— begin Passage provided —
How should boards respond?

By holding more and longer meetings, perhaps? Whether a well-paid corporate director or a volunteer board member, expanding the amount of time applied to the role seems neither attractive nor likely. Many people are already on too many boards—or at least fully committed with other demands—so this is not a realistic option, beyond a little more stretch at the margin.

Nor is it desirable. Holding longer meetings, or more of them, creates other kinds of problem. Without an uncommon level of discipline, many boards unconsciously use the extra time to expand into the management domain. It is too easy for a board to forget that its role is to ensure the organisation is well managed, without doing the managing itself.

Another concern about longer meetings is concentration span. It is debatable that any group—not least a board of directors, each anxious to attend to other matters competing for their attention—can concentrate on a cognitively demanding agenda beyond 3 or 4 hours.
— end Passage provided —
**Given instruction a:** Reproduce the passage on board meetings word for word, from "By holding more" to "the managing itself.".
The listing below and the passage on board meetings come from different sources.
— begin Records provided —
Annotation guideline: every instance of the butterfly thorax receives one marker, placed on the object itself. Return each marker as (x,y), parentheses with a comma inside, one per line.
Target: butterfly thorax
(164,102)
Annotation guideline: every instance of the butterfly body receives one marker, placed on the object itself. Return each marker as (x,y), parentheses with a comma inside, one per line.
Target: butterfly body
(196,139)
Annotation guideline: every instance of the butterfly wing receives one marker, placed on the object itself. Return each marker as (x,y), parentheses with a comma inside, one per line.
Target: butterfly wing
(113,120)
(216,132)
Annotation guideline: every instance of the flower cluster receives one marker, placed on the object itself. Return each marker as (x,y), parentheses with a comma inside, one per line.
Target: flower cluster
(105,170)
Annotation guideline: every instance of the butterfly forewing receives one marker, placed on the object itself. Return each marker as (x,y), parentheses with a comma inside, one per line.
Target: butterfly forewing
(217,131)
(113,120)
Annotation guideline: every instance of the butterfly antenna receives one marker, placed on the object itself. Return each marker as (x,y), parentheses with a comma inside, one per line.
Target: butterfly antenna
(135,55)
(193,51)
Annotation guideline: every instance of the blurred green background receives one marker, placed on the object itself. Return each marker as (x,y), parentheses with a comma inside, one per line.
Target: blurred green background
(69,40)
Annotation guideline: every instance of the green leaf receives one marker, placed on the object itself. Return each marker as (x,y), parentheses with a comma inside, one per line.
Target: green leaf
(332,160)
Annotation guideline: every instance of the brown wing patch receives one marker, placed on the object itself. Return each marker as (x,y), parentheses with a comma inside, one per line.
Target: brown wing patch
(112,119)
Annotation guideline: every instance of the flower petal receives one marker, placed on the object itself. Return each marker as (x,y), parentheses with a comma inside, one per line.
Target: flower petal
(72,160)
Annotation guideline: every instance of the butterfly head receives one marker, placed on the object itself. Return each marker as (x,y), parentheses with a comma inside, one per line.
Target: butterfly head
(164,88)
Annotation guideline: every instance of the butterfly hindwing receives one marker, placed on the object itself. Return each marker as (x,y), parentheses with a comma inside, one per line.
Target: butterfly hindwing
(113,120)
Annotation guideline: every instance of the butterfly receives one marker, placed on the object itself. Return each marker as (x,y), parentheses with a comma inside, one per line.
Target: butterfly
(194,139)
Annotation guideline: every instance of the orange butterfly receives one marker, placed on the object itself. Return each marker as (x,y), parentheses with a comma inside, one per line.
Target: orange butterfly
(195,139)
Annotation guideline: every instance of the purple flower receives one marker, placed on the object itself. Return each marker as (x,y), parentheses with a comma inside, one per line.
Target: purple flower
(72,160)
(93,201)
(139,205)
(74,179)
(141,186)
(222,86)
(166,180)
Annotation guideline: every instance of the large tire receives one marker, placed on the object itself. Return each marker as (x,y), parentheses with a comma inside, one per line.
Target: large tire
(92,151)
— end Records provided —
**Given instruction b:** In the listing, rewrite the lines from the one containing "Annotation guideline: every instance of the large" through the end, replacing "large tire" with "spare tire" and leaving everything else as is.

**Final answer a:**
By holding more and longer meetings, perhaps? Whether a well-paid corporate director or a volunteer board member, expanding the amount of time applied to the role seems neither attractive nor likely. Many people are already on too many boards—or at least fully committed with other demands—so this is not a realistic option, beyond a little more stretch at the margin.

Nor is it desirable. Holding longer meetings, or more of them, creates other kinds of problem. Without an uncommon level of discipline, many boards unconsciously use the extra time to expand into the management domain. It is too easy for a board to forget that its role is to ensure the organisation is well managed, without doing the managing itself.

**Final answer b:**
Annotation guideline: every instance of the spare tire receives one marker, placed on the object itself. Return each marker as (x,y), parentheses with a comma inside, one per line.
Target: spare tire
(92,151)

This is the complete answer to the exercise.